§ **Problem to work on**: Quote the lines from the line holding "Output as a" to the very end of the listing, exactly, and no others.

§ **Available records**:
....
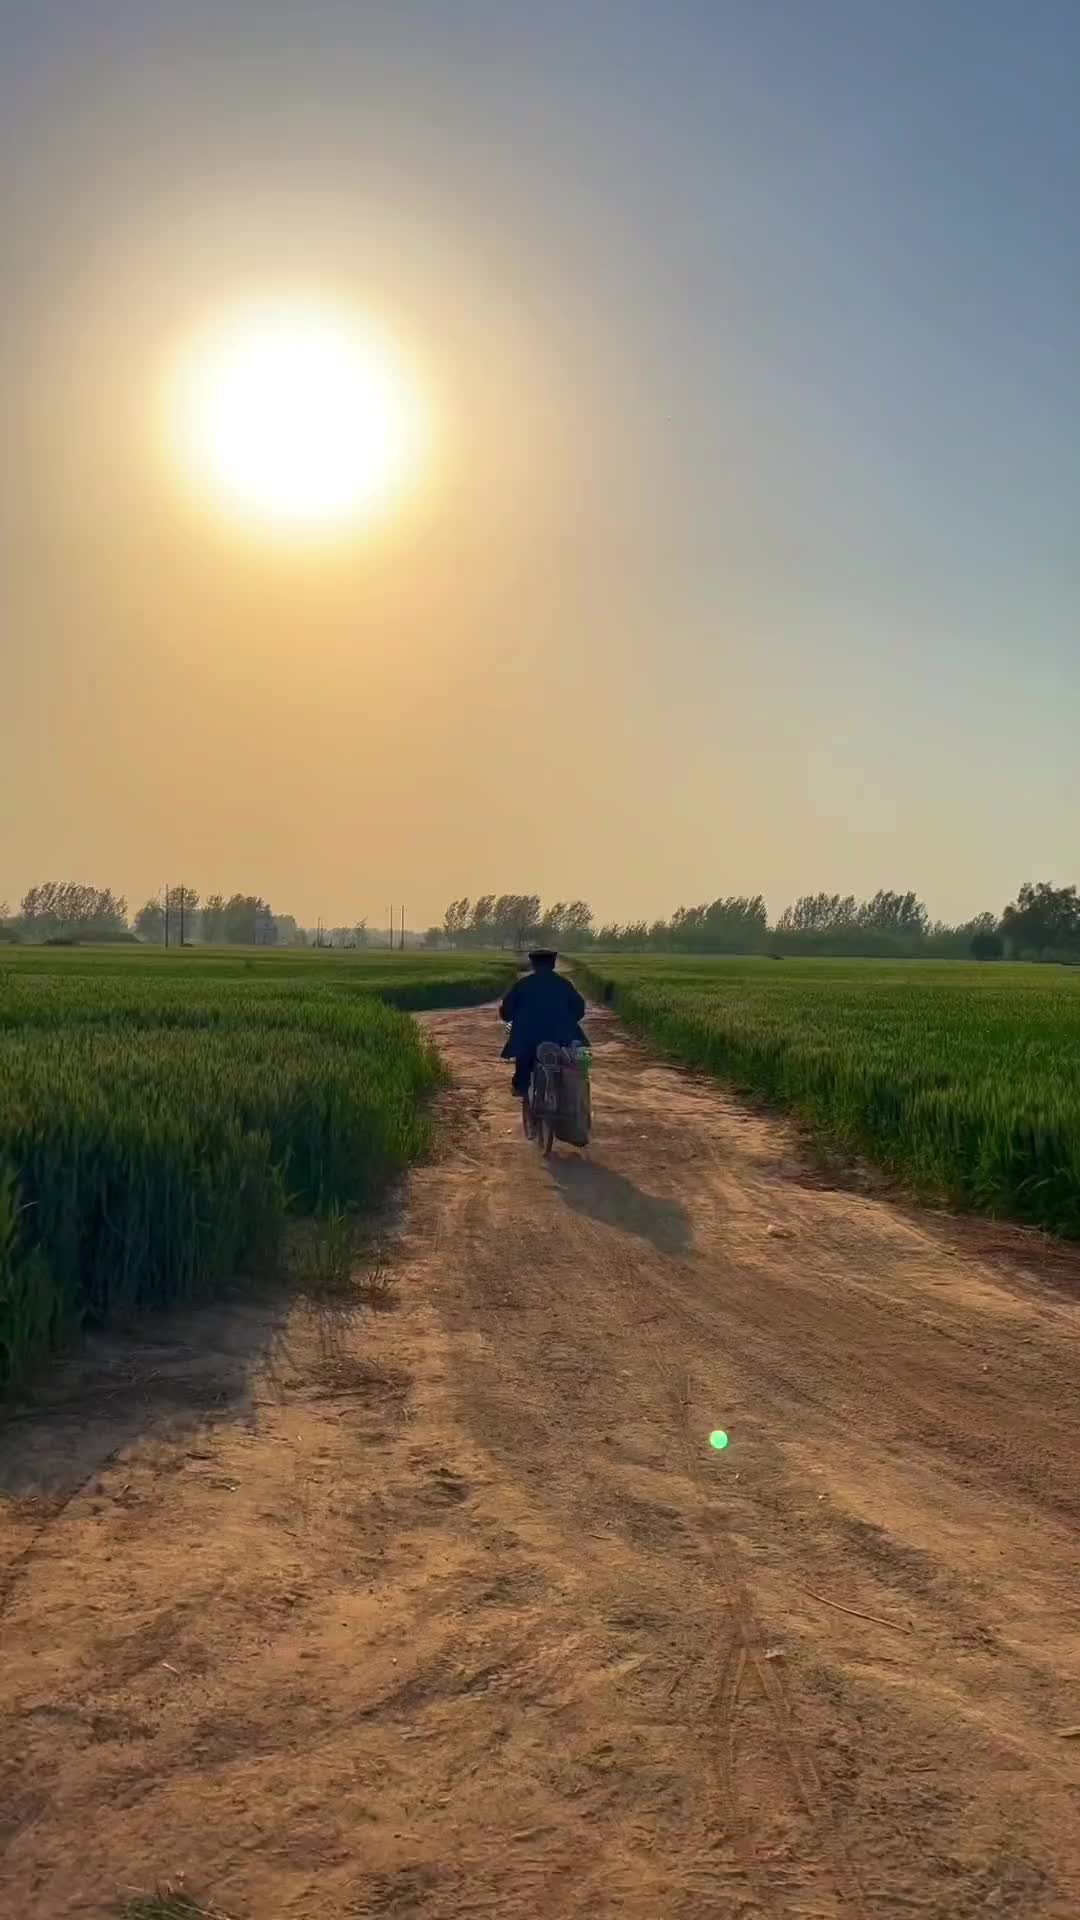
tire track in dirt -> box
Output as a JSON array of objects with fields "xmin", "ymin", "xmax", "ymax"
[
  {"xmin": 423, "ymin": 1006, "xmax": 1080, "ymax": 1919},
  {"xmin": 635, "ymin": 1295, "xmax": 869, "ymax": 1920}
]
....
§ **Result**:
Output as a JSON array of objects with fields "xmin", "ymin", "xmax", "ymax"
[
  {"xmin": 423, "ymin": 1006, "xmax": 1080, "ymax": 1919},
  {"xmin": 635, "ymin": 1295, "xmax": 869, "ymax": 1920}
]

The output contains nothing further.